Raw records:
○ ○ ○

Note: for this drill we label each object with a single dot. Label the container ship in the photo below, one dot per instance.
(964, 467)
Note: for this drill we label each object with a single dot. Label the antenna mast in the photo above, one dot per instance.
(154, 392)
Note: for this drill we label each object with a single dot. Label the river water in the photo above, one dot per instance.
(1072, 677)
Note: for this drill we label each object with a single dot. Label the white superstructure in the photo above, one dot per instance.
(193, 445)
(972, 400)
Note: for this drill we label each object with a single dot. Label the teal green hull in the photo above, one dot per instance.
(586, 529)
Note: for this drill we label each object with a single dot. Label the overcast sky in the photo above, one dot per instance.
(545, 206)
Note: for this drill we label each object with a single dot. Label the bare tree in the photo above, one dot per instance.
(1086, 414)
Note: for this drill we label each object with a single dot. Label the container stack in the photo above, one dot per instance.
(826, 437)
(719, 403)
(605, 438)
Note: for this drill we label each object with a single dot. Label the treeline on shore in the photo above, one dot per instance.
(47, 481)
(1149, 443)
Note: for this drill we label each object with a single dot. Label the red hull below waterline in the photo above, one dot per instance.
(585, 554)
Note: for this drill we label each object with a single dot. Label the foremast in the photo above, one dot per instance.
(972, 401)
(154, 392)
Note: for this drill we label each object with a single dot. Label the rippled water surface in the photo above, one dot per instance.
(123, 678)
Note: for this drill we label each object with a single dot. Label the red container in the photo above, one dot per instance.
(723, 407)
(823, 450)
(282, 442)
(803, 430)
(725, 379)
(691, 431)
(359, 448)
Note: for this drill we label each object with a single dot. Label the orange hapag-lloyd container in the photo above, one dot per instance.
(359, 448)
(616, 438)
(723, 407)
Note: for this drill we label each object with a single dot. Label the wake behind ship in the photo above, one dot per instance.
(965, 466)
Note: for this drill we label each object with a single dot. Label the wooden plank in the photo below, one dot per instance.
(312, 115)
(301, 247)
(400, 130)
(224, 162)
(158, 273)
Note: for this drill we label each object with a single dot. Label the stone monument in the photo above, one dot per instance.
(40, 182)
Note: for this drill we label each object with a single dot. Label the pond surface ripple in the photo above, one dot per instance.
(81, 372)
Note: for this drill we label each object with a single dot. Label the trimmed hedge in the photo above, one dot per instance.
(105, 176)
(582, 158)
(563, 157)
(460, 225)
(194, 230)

○ ○ ○

▸ **PROBLEM**: Transcribe all of the entries without altering anything.

▸ **SOLUTION FOR THIS EXERCISE**:
Note: for this drill we label each object with a single dot. Label the container ship in the photo below, one dot per instance.
(964, 467)
Note: for this drill we label each object with a single dot. Label the antenna mast in the photo above, one dot per instance.
(154, 392)
Note: for this drill we label each object with a single dot. Label the river water in the photo above, one dot per instance.
(1072, 677)
Note: for this drill we label each object with a single dot. Label the white superstructure in the photo above, one dot per instance.
(193, 445)
(972, 400)
Note: for this drill we label each object with a single dot. Label the teal green hull in the photo above, one dot per instance.
(586, 529)
Note: for this drill we label each object with a single dot. Label the overcast sky in the photo above, one dot per instance.
(545, 206)
Note: for this drill we label each object with a single dot. Label the bare tree in the photo above, one dot per instance.
(1086, 414)
Note: for this drill we label each object with a single dot. Label the container stack in the photo above, one dot per instance.
(826, 437)
(719, 403)
(605, 438)
Note: for this drill we label each object with a single dot. Label the treeline on shore in the photo above, one dot per instance.
(47, 481)
(1149, 443)
Note: for this drill we label each object with a single dot. Label the red hull below waterline in the photo above, one dot per instance.
(585, 554)
Note: for this drill we label each object with a single dot. Label the foremast in the photo above, one dot per instance.
(972, 401)
(154, 392)
Note: for this drill we label each object with a single dot. Label the rippled water surface in the photo above, one dot per instance.
(123, 678)
Note: for this drill we label each object with a single dot. Label the red container in the photo above, one dot per instance.
(723, 407)
(823, 450)
(282, 442)
(803, 430)
(725, 379)
(691, 431)
(359, 448)
Note: for this drill we label each object with a single dot. Label the orange hapag-lloyd container in the photo above, one dot per instance.
(359, 448)
(616, 438)
(723, 407)
Note: for this drill we label each object with a single dot. Label the wake behind ship in the photo above, one dot per instance.
(965, 466)
Note: for this drill we label each object with a single dot. Label the wooden plank in the photo below, one dot per instance.
(312, 115)
(301, 247)
(400, 130)
(224, 162)
(158, 273)
Note: for this drill we label each object with a single dot. Label the stone monument in the photo above, one dot per instance.
(40, 182)
Note: for this drill we label each object with a single dot. Label the pond surface ripple in the photo above, one dot per instance.
(81, 372)
Note: for this drill we label each object with a single dot. Label the trimmed hedge in the photo above, one dot per instance.
(105, 176)
(582, 158)
(563, 157)
(460, 225)
(194, 230)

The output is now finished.